TASK PROMPT:
Print the listing from its top line through the line containing "Question. For every instance of the man's forehead", nothing more, and leave out the pictures.

RECORDS PROVIDED: Begin

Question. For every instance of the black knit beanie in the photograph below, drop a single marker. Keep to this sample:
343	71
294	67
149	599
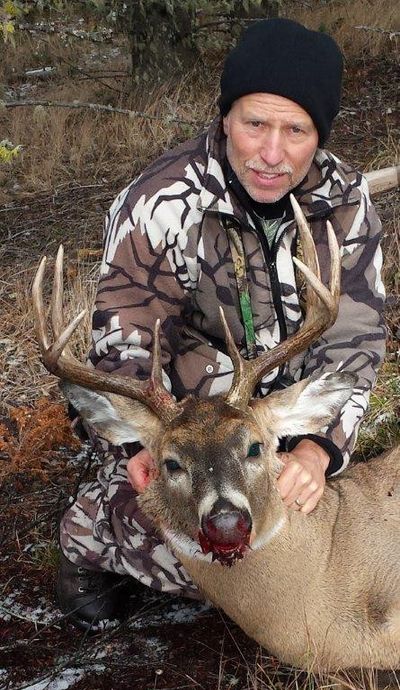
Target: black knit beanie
284	58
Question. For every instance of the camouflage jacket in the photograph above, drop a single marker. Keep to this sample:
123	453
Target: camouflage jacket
167	256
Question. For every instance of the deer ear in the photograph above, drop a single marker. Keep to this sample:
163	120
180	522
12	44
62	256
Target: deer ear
307	406
116	418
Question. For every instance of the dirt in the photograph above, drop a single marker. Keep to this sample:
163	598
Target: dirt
166	643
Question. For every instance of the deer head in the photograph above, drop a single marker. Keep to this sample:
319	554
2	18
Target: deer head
214	465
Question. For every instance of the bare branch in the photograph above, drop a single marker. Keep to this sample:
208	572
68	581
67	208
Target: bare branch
102	36
96	107
390	32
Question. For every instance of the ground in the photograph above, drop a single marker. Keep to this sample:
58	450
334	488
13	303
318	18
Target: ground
166	643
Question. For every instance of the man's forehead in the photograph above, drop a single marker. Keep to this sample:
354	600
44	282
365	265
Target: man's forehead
269	104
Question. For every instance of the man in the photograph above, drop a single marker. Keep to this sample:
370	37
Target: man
174	241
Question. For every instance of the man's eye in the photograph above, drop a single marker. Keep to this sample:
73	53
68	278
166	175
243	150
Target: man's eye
254	450
172	466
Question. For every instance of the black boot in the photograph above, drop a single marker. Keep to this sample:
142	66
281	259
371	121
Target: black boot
93	600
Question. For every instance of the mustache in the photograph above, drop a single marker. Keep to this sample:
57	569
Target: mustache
278	170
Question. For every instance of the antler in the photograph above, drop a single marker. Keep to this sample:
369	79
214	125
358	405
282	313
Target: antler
58	359
321	311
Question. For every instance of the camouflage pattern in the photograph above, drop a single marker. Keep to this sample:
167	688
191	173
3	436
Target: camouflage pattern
167	256
105	530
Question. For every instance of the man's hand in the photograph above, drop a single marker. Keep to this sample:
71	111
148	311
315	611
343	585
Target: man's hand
302	480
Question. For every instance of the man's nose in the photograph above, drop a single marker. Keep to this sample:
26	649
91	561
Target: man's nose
272	150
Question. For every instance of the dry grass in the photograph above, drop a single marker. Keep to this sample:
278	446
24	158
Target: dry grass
340	17
24	378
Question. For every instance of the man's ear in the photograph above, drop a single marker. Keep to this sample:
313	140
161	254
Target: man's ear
307	406
225	124
116	418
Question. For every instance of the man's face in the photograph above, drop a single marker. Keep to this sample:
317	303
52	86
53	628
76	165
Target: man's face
271	142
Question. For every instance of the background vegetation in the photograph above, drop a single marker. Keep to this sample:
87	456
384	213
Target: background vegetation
90	93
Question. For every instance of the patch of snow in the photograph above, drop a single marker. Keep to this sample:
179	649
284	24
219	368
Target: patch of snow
62	680
178	613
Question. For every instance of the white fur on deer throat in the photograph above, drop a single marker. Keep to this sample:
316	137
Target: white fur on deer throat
181	543
264	539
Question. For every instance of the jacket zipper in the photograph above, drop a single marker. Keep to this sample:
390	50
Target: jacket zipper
270	260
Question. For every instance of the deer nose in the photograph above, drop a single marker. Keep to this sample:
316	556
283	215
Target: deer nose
226	524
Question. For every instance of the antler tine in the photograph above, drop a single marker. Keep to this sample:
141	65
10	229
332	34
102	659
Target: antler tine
58	359
38	307
56	307
321	312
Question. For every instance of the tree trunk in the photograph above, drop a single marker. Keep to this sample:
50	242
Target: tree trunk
161	37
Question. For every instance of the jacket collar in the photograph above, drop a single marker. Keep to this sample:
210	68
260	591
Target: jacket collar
325	187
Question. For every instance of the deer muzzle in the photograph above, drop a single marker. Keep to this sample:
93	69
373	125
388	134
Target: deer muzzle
225	532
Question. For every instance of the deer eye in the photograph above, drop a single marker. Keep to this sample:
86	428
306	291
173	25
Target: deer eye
254	450
172	466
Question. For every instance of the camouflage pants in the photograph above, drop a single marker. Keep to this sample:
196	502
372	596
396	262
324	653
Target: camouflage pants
104	529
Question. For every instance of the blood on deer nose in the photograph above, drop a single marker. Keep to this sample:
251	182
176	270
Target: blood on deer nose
226	525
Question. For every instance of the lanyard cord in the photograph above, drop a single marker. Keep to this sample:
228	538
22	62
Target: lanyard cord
239	265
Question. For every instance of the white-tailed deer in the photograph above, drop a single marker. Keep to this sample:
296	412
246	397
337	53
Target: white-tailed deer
319	590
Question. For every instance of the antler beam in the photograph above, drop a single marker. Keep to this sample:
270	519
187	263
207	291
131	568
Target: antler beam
59	360
321	311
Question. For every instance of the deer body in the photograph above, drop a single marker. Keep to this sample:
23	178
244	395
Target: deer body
320	591
325	591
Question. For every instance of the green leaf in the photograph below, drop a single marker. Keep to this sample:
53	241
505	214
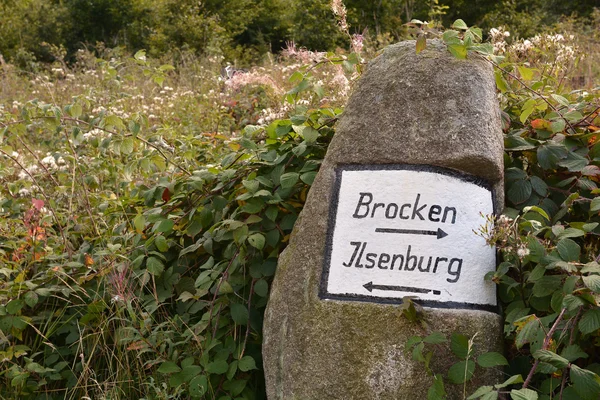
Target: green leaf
547	285
568	250
421	43
261	288
459	24
459	345
155	266
526	73
528	333
165	226
549	155
308	177
239	313
168	367
217	367
190	371
246	363
127	145
523	394
551	358
198	386
461	372
573	352
590	321
557	126
585	382
481	391
458	50
519	191
437	390
595	205
491	359
501	82
289	179
490	396
257	240
139	223
435	338
31	298
561	100
76	110
14	306
161	243
539	186
592	282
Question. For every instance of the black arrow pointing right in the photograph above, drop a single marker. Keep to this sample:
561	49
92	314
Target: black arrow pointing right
439	233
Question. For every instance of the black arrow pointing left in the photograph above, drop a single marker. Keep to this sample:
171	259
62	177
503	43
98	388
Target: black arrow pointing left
370	286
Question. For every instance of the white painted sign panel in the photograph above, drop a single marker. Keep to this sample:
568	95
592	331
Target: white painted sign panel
408	230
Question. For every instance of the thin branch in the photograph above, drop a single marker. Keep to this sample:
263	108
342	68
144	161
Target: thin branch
541	96
54	215
544	347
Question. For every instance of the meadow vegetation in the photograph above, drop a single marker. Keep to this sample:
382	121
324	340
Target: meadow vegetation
145	200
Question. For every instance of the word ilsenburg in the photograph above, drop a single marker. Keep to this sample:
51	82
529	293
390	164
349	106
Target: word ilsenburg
404	260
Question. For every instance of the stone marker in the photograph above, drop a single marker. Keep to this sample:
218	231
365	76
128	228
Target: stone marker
415	163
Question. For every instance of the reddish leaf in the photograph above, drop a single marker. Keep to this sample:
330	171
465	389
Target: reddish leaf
38	204
539	124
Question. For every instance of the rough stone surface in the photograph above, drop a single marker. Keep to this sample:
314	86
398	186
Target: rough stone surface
412	109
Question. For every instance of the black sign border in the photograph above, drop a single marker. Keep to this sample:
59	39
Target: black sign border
339	169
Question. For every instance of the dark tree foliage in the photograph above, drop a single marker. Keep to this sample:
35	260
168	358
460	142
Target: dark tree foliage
243	30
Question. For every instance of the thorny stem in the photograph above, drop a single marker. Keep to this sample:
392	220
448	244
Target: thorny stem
541	96
212	303
54	215
248	325
544	347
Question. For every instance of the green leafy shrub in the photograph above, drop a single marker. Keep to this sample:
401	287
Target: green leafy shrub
137	243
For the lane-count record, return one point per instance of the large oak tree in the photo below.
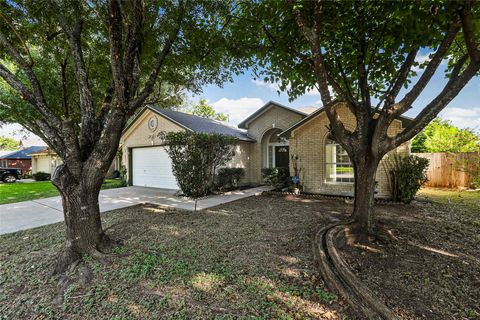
(75, 71)
(361, 54)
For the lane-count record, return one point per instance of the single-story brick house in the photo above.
(19, 159)
(267, 138)
(46, 160)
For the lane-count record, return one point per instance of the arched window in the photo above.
(339, 168)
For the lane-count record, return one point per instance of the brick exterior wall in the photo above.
(24, 164)
(274, 117)
(308, 142)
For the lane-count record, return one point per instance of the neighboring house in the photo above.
(19, 159)
(45, 160)
(266, 139)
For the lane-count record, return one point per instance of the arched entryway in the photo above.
(275, 150)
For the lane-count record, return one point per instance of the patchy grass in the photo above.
(249, 259)
(16, 192)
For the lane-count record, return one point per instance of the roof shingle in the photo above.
(199, 124)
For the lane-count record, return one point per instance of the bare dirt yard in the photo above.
(433, 270)
(250, 259)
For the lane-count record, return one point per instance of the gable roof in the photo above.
(24, 153)
(263, 109)
(196, 123)
(404, 119)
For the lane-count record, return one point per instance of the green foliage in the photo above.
(7, 143)
(472, 167)
(407, 174)
(199, 56)
(41, 176)
(142, 265)
(380, 33)
(277, 177)
(442, 136)
(202, 109)
(228, 178)
(195, 158)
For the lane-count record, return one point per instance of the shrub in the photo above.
(277, 177)
(41, 176)
(229, 177)
(195, 158)
(407, 174)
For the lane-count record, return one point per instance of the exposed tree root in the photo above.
(340, 278)
(70, 258)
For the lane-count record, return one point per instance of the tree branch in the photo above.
(131, 60)
(147, 90)
(432, 66)
(468, 31)
(116, 48)
(449, 92)
(85, 94)
(402, 76)
(312, 35)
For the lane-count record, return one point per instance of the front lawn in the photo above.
(16, 192)
(251, 259)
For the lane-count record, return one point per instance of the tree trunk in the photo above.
(365, 169)
(84, 232)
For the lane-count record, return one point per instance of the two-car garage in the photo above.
(152, 167)
(146, 160)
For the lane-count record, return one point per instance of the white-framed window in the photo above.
(339, 168)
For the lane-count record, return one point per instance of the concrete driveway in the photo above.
(35, 213)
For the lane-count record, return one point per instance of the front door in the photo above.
(281, 156)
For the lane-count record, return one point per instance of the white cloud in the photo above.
(269, 85)
(238, 109)
(276, 87)
(463, 117)
(424, 58)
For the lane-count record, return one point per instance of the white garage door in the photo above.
(152, 167)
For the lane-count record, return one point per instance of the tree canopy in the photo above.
(73, 72)
(361, 54)
(7, 143)
(443, 136)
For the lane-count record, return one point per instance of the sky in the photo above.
(243, 96)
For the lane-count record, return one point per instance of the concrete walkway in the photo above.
(35, 213)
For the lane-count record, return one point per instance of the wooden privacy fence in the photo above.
(444, 170)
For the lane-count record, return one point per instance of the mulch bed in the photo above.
(249, 259)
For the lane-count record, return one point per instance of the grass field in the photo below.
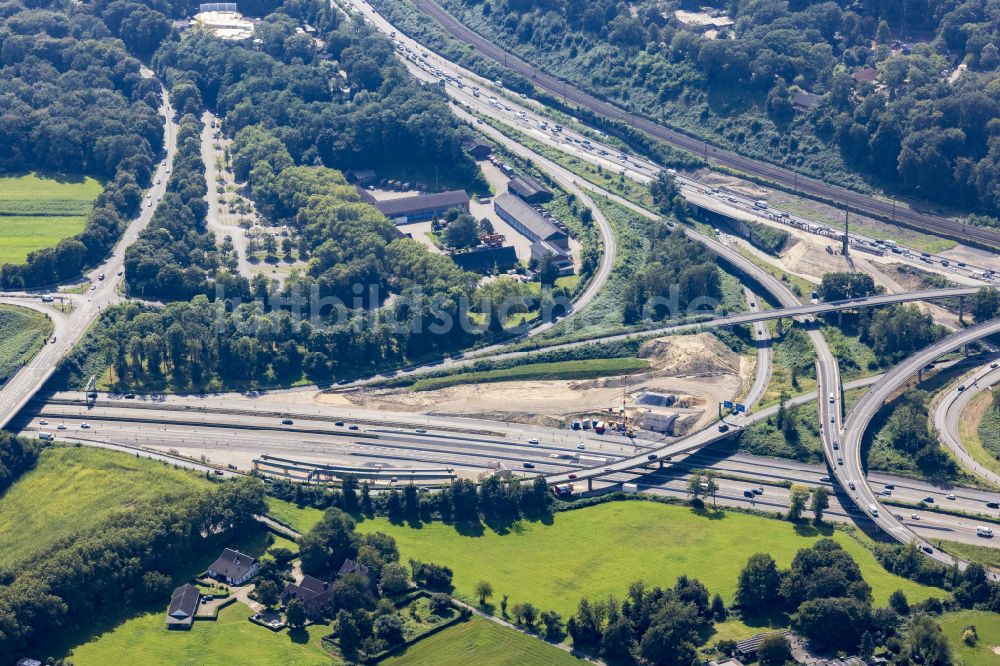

RECORDS PROVIDED: End

TASK ANSWER:
Question. For every instance of the black knit beanie in the photograph below, drop a single marker. Keep to this sample:
343	71
294	67
149	599
Target: black knit beanie
284	58
Question. For every instance of the camouflage jacket in the photograph above, drop a single marker. Keep to this sample:
123	453
Target: camouflage jacket
167	256
Question. For every instance of the deer ear in the photograph above, drop a single marker. Keep to this sample:
163	120
180	522
12	44
62	256
Target: deer ear
307	406
116	418
Question. For every instance of the dirt in the photograph above, drop a single marker. Keep to this sample:
163	598
Target: dirt
166	643
Question. For every instance of the deer head in the photograph above, drop a single marker. Keep to this sample:
319	554
2	18
Target: deer head
214	465
Question. For every instance of the bare branch in the photograph above, drop a single marker. Keep to this sample:
208	572
68	581
67	208
Target: bare branch
102	36
96	107
390	32
Question. For every instance of the ground in the photograph above, drop a single marker. Keep to this sample:
58	450
334	488
13	303
318	18
Target: ground
166	643
Question. For every instance of the man's forehead in the photograph above, drop a single marker. Keep to this sample:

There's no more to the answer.